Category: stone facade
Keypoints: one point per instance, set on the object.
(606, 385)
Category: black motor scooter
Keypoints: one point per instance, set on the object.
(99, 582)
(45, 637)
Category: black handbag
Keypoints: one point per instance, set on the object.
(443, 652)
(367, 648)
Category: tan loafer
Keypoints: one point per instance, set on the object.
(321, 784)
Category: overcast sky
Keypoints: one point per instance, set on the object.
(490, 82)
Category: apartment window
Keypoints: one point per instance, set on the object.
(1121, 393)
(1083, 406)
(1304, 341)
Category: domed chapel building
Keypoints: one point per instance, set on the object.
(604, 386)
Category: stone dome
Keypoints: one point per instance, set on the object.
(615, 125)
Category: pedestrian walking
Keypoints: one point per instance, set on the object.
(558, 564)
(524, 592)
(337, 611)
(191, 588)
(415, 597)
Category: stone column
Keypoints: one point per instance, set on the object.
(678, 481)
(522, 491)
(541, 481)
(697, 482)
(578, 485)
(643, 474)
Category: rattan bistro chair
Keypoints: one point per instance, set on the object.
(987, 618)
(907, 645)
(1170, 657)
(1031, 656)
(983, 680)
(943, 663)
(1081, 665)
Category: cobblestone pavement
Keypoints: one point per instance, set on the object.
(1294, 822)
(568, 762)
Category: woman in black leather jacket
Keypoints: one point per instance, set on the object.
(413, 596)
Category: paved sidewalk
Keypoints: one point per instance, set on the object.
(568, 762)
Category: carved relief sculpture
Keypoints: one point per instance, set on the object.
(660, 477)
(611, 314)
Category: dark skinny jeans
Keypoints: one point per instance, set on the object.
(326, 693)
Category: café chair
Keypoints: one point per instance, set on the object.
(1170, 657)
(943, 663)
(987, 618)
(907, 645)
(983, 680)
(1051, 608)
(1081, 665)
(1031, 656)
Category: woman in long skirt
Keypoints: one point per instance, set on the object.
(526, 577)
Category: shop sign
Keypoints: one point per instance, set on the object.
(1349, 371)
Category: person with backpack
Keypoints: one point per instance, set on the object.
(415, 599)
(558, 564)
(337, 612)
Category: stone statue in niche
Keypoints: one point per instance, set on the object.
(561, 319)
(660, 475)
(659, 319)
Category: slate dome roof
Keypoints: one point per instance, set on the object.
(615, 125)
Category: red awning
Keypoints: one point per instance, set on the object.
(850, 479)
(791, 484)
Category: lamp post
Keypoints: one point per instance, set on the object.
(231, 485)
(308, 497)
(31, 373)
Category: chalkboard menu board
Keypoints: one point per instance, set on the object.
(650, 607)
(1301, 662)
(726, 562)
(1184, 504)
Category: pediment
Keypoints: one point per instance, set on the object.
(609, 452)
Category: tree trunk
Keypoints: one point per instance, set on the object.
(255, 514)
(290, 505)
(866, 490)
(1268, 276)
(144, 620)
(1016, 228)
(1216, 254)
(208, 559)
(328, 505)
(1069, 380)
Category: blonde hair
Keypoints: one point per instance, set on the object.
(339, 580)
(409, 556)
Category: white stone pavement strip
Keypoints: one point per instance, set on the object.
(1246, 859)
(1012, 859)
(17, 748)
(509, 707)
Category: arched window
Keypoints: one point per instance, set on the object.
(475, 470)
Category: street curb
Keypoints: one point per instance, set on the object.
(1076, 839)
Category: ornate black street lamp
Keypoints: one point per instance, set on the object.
------------------------------------------------------------------------
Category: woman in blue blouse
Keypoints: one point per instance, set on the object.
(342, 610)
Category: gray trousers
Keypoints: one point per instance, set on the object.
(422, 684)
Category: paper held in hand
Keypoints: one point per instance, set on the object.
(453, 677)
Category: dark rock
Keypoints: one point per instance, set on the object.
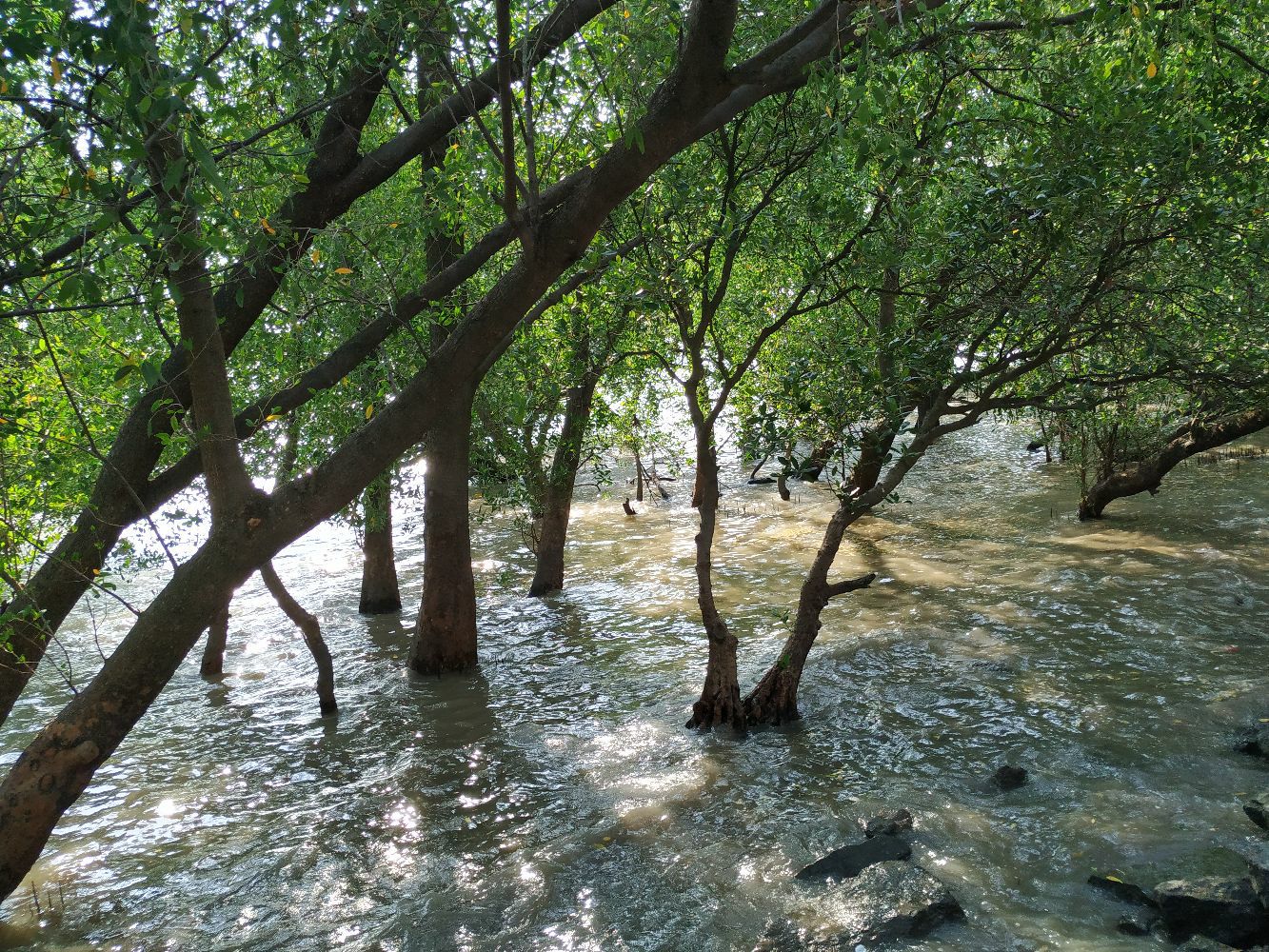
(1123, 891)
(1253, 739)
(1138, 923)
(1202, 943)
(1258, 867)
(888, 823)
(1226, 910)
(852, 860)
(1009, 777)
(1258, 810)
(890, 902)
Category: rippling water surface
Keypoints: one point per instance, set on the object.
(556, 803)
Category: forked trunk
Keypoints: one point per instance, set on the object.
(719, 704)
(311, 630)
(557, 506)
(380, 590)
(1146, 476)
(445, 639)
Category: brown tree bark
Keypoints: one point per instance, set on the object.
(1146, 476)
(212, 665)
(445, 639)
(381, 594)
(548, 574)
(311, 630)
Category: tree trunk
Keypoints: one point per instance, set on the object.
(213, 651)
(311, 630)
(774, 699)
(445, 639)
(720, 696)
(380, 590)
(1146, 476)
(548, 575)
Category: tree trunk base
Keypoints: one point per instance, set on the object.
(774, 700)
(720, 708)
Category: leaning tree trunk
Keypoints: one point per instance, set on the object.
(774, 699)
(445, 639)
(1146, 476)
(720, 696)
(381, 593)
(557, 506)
------------------------------------------------------------------------
What needs to be done: Express everything from the line containing "Category: stone facade" down to the line containing "(1304, 341)", both included, as a numbered list, and skip any blank lines.

Response for this exercise:
1. Category: stone facade
2. Keypoints: one point per instance, set on the object.
3. (606, 385)
4. Category: black motor scooter
5. Keypoints: one point per instance, set on the object.
6. (99, 582)
7. (45, 637)
8. Category: black handbag
9. Keypoints: one point per instance, set on the object.
10. (443, 652)
11. (367, 648)
12. Category: tan loafer
13. Keypoints: one point per instance, set on the object.
14. (321, 784)
15. Category: overcast sky
16. Keypoints: one point per instance, set on the object.
17. (490, 82)
18. Category: apartment window
19. Keypoints: one point per instance, set on the object.
20. (1121, 393)
21. (1083, 406)
22. (1304, 341)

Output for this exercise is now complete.